» EXERCICE PROPOSÉ 1:
Répondez à ces questions d'après le texte sur Christophe Gans, en marquant vos réponses (a), (b), (c) :
(a) De quel magazine Christophe Gans était-il responsable ?
(b) À quels deux collaborateurs de Heavy Rain a-t-il fait appel pour La Belle et la Bête ?
(c) Quel réalisateur voulait tourner Bioshock exactement comme Ken Levine avait imaginé son jeu ?
» EXERCICE PROPOSÉ 2: Reprenez le texte sur Christophe Gans juste après sa dernière phrase.
--- TEXTE SOURCE ---
Ex critique de cinéma devenu cinéaste, responsable du magazine culte Starfix, Christophe Gans ne veut plus distribuer les bons et les mauvais points. Mais sa passion critique et son sens de la formule sont toujours vivaces. Pour évoquer sa vision du jeu vidéo et du cinéma, forcément, on lui a laissé toute la parole. VERBATIM suite…

L’enthousiasme et la triple culture cinéma américain, asiatique et jeu vidéo ont permis à Christophe Gans, entre autre, d’adapter Silent Hill au cinéma. Mais on ne compte plus les projets de films avortés du réalisateur français (Nemo, Bob Morane, Rahan, Onimusha, Tarzan, Fantômas…). Alors avant de se lancer dans une nouvelle adaptation encore secrète d’un jeu vidéo d’horreur japonais, « oui, avec des jeunes filles effrayées ou effrayantes dedans » avoue-t-il avec un sourire complice (en 2014, ndr), Christophe Gans est venu nous parler de sa vision du jeu vidéo.

Beyond : Two Souls

« Annoncer que Beyond : Two Souls est joué par Willem Dafoe et Ellen Page n’est pour moi que du marketing. Parallèlement, quand les développeurs de Naughty Dog s’inspirent d’Ellen Page dans The Last of Us, ils créent un personnage cohérent qui se trouve avoir les traits de Ellen Page. Dans Beyond le personnage féminin ne sera toujours qu’un ersatz de la vraie Ellen Page. L’animation a cela de supérieur qu’elle permet de créer un personnage avec sa propre logique, celle de l’univers dans lequel il se déplace. Alors qu’un acteur virtualisé mis dans un univers virtuel ne sera toujours qu’une caricature de la réalité. Pour parler du travail de David Cage, j’ai été plus impressionné par l’univers de Heavy Rain. À tel point que pour La Belle et la Bête j’ai fait appel à Thierry Flamand et François Baranger, respectivement directeur artistique et concept artist sur Heavy Rain. »

Bioshock

« Pour résumer le problème, les films américains coûtent trop cher et donc tout le monde est pétrifié à l’idée de greenlighter un projet. Surtout quand il prétend adapter fidèlement un jeu vidéo. J’étais curieux de voir comment Hollywood allait se débrouiller avec Big Daddy et les petites sœurs. Mais comment faire passer dans un film hollywoodien une pareille idée où des petites filles, fruits d’expériences génétiques, sucent le fluide des cadavres ? Gore Verbinsky voulait faire le film exactement comme Ken Levine avait imaginé son jeu et dans une version non censurée. Et finalement Hollywood n’y est pas allé. »
--- DONNÉES FOURNIES ---
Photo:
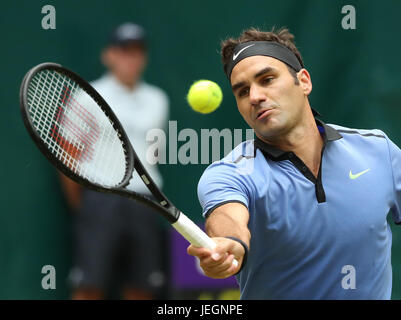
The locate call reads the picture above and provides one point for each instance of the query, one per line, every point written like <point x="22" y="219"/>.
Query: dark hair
<point x="282" y="36"/>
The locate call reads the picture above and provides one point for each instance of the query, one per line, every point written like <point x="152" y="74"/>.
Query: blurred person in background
<point x="115" y="237"/>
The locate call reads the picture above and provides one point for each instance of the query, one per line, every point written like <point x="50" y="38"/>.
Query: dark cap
<point x="127" y="33"/>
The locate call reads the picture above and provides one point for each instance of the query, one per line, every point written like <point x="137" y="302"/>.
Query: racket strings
<point x="75" y="129"/>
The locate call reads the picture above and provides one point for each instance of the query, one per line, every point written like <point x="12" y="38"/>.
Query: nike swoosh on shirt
<point x="235" y="56"/>
<point x="354" y="176"/>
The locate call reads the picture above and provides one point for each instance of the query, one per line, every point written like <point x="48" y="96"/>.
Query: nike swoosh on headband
<point x="235" y="56"/>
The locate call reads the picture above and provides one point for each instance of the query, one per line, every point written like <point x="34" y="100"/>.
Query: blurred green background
<point x="356" y="76"/>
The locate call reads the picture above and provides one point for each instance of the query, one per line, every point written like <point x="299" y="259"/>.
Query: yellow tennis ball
<point x="204" y="96"/>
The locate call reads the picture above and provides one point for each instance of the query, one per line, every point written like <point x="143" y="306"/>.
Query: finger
<point x="222" y="270"/>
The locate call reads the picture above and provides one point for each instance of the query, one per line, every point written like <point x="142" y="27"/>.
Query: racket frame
<point x="168" y="210"/>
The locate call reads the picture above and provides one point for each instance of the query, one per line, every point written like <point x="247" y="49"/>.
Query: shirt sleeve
<point x="221" y="183"/>
<point x="395" y="160"/>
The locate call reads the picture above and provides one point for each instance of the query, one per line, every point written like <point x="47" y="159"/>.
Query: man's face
<point x="267" y="96"/>
<point x="126" y="62"/>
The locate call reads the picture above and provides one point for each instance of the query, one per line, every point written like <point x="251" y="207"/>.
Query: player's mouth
<point x="264" y="113"/>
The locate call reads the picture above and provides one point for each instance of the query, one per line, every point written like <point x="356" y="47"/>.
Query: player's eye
<point x="243" y="92"/>
<point x="266" y="80"/>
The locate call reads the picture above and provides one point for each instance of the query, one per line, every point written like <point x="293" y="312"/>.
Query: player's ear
<point x="305" y="81"/>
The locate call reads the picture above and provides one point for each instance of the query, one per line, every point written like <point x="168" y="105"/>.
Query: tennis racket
<point x="74" y="127"/>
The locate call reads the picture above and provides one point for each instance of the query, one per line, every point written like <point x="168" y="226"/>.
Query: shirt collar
<point x="328" y="133"/>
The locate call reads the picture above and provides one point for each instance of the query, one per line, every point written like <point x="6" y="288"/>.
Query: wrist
<point x="246" y="249"/>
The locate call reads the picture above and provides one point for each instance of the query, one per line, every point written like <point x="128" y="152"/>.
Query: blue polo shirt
<point x="313" y="238"/>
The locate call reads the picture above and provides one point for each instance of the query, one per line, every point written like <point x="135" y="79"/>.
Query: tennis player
<point x="309" y="221"/>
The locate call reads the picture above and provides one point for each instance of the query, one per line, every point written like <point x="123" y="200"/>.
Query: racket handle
<point x="195" y="235"/>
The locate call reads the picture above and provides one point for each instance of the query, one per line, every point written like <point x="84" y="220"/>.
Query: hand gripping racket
<point x="77" y="131"/>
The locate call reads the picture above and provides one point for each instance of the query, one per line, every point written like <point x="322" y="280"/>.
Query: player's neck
<point x="305" y="141"/>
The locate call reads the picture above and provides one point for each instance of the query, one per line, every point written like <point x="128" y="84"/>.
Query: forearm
<point x="230" y="219"/>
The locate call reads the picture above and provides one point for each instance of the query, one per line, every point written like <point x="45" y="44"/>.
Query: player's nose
<point x="256" y="95"/>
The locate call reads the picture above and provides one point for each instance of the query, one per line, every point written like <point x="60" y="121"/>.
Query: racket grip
<point x="195" y="235"/>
---
» BONNE RÉPONSE 1:
(a) Starfix.
(b) Thierry Flamand et François Baranger.
(c) Gore Verbinsky.

» BONNE RÉPONSE 2:
Dead Island

« Je pense que cinéma et jeux vidéo vont de concert dans la même direction : l’accroissement du réalisme à l’écran. C’est comme l’idée du sang qui vient éclabousser l’objectif de la caméra. J’ai utilisé cet effet dans Silent Hill alors qu’on le voyait encore rarement à l’époque. Au cinéma le spectateur n’était pas censé avoir conscience de l’objectif de la caméra. Les réalisateurs ont pendant longtemps essayé de faire oublier qu’il y avait une caméra qui enregistrait l’histoire. Depuis l’irruption des found footage movies, tout est fait pour rappeler au spectateur que ce qu’il voit est filmé par une caméra, un téléphone portable ou une Go Pro. Comme si l’accroissement du réalisme impliquait dans tous les cas la présence de la caméra. C’est à mon sens une version très naïve du réalisme, telle qu’un enfant de 14 ans l’imagine. Aujourd’hui, je préfère des gimmicks plus simples : quand tu as le soleil dans le dos dans le jeu Dead Island, tu vois sur le sol l’ombre exacte du personnage sélectionné. Et c’est assez cool. »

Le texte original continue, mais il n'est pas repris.